## Instructions to follow
Rewrite the items below, changing every "drop one marker" to "place a single point" and keeping everything else the same. Omit the pictures from your version.

Collected data entries:
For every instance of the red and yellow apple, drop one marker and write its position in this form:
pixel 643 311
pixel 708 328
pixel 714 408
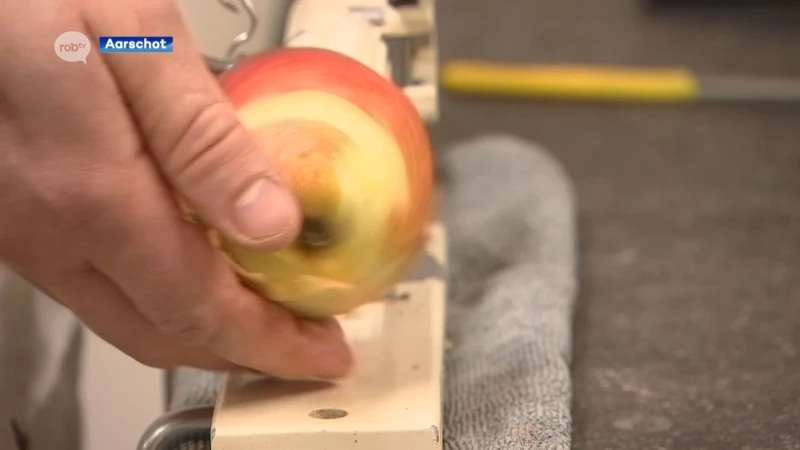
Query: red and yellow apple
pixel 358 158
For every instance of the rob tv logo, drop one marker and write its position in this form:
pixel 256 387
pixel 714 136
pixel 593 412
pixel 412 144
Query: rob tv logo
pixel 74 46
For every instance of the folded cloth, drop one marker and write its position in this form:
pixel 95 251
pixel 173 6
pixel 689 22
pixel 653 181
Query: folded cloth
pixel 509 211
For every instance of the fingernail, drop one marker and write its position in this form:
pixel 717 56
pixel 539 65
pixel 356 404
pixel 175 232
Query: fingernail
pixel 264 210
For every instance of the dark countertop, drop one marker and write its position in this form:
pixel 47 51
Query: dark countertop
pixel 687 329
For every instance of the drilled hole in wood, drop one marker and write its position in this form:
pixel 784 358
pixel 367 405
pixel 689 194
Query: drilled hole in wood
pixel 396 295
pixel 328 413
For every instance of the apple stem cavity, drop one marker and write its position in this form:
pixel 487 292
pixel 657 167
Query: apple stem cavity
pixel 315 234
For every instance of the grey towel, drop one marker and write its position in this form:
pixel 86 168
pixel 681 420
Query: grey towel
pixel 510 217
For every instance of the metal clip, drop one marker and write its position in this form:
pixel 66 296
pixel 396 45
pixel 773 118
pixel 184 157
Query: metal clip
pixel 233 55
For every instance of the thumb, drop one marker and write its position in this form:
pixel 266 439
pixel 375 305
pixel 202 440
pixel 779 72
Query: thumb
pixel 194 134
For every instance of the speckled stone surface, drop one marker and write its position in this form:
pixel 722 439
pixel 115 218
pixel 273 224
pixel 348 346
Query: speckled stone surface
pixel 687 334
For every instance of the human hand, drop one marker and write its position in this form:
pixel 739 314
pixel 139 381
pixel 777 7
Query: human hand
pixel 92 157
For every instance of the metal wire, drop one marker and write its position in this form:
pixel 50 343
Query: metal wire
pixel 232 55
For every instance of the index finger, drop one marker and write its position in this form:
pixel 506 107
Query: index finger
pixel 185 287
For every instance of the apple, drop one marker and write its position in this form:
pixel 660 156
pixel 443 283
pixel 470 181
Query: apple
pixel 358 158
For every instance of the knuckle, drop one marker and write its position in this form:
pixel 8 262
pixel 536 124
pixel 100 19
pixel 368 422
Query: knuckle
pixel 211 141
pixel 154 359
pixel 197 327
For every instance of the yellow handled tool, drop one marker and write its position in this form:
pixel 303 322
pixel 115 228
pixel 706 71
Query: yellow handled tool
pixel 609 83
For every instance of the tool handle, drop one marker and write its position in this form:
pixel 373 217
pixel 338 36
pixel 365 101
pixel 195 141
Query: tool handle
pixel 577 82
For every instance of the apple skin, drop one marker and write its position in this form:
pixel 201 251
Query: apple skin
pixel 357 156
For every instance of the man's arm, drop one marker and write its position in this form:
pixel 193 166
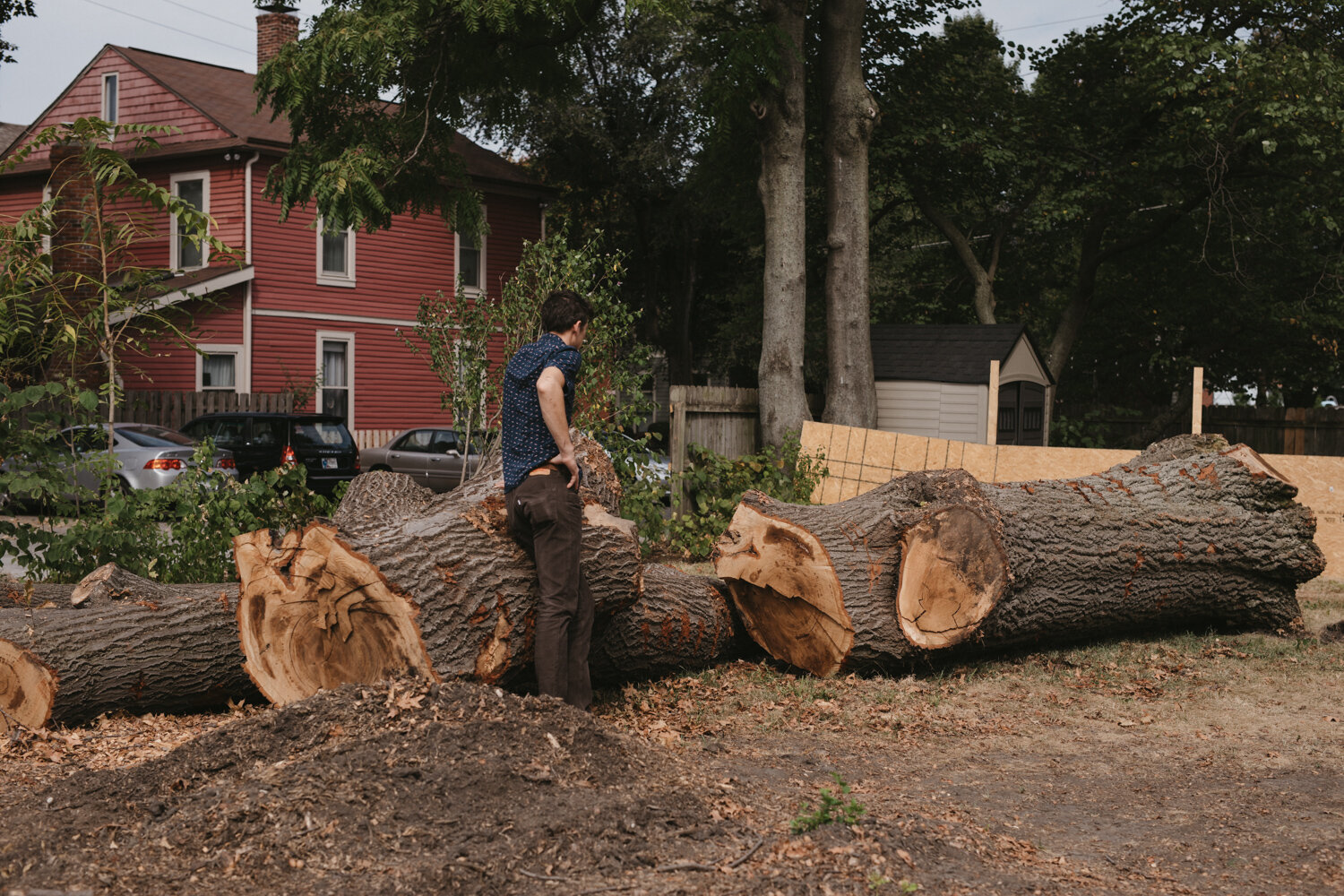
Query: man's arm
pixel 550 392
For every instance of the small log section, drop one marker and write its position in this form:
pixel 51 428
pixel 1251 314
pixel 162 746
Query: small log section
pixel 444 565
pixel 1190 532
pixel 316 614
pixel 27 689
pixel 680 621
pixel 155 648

## Exercise solution
For every instance of the red and yellow apple, place a single point and write its position in this form:
pixel 643 311
pixel 708 328
pixel 714 408
Query: red and yellow apple
pixel 358 158
For every instance of the rob tv logo, place a single point and write its position in this form:
pixel 256 387
pixel 714 136
pixel 593 412
pixel 412 144
Query: rob tv logo
pixel 74 46
For every instance of the folded cloth, place a single point and write its position in this form:
pixel 95 251
pixel 173 6
pixel 689 22
pixel 653 181
Query: folded cloth
pixel 509 211
For every instance of the fingernail, place a single point and write its position in this form:
pixel 717 56
pixel 539 65
pixel 356 404
pixel 175 232
Query: fingernail
pixel 264 210
For every instance of the dark countertop, place a single point and write its position in this form:
pixel 47 51
Query: dark countertop
pixel 687 329
For every instance of the drilled hole in wood, place a single point and write its position in this form:
pixel 784 358
pixel 367 405
pixel 689 194
Query: drilled hole in wood
pixel 396 295
pixel 328 413
For every instance of the apple stem cavity, place a single point and write its position in this form:
pixel 487 292
pixel 657 167
Query: apple stem cavity
pixel 315 234
For every instance of the grey towel, place a single point and write its position in this form:
pixel 86 168
pixel 681 420
Query: grey towel
pixel 510 217
For every instance of the metal clip, place a single point and write its position in this form:
pixel 66 296
pixel 396 45
pixel 773 118
pixel 184 157
Query: metal clip
pixel 233 55
For every instance of the thumb, place a single point and write its position in this form:
pixel 266 439
pixel 375 305
pixel 202 440
pixel 779 72
Query: thumb
pixel 194 134
For every instance of the speckled stone surface, place a single point and write its position in this form:
pixel 722 439
pixel 115 218
pixel 273 224
pixel 348 346
Query: speckled stone surface
pixel 687 334
For every instance of the human hand, place a single point and write its position in this form:
pixel 739 314
pixel 139 381
pixel 777 7
Query: human hand
pixel 92 157
For every instance of the metal wire, place a single point and write its position in this form:
pixel 50 343
Query: metal wire
pixel 232 55
For every instance of the index finger, place a single point and write its position in this form:
pixel 506 107
Query: index finger
pixel 185 287
For every instance of the apple, place a single point and write its position in this form:
pixel 660 156
pixel 443 283
pixel 470 181
Query: apple
pixel 358 158
For every instance of the knuckle, place a single point and write its position in this form:
pixel 8 262
pixel 536 124
pixel 100 19
pixel 368 422
Query: knuckle
pixel 211 141
pixel 154 359
pixel 197 327
For every instance of the yellow handled tool, place a single point and write its position in this form:
pixel 303 322
pixel 115 228
pixel 706 71
Query: yellow handled tool
pixel 609 83
For every instance of the tool handle, place a single point and write its position in this form:
pixel 373 217
pixel 338 36
pixel 365 101
pixel 195 141
Query: tool handle
pixel 577 82
For every instance of the apple skin, place a single point and write its position in this form:
pixel 201 251
Query: apple skin
pixel 357 156
For every instance of the man's arm, place a single point and write its position in this form:
pixel 193 166
Query: man's arm
pixel 550 392
For every instance of the small log section, place a single point and write its position in this form:
pixel 51 428
pixel 1251 314
pixel 162 746
Query: small log section
pixel 444 565
pixel 1190 532
pixel 316 614
pixel 27 689
pixel 680 621
pixel 155 648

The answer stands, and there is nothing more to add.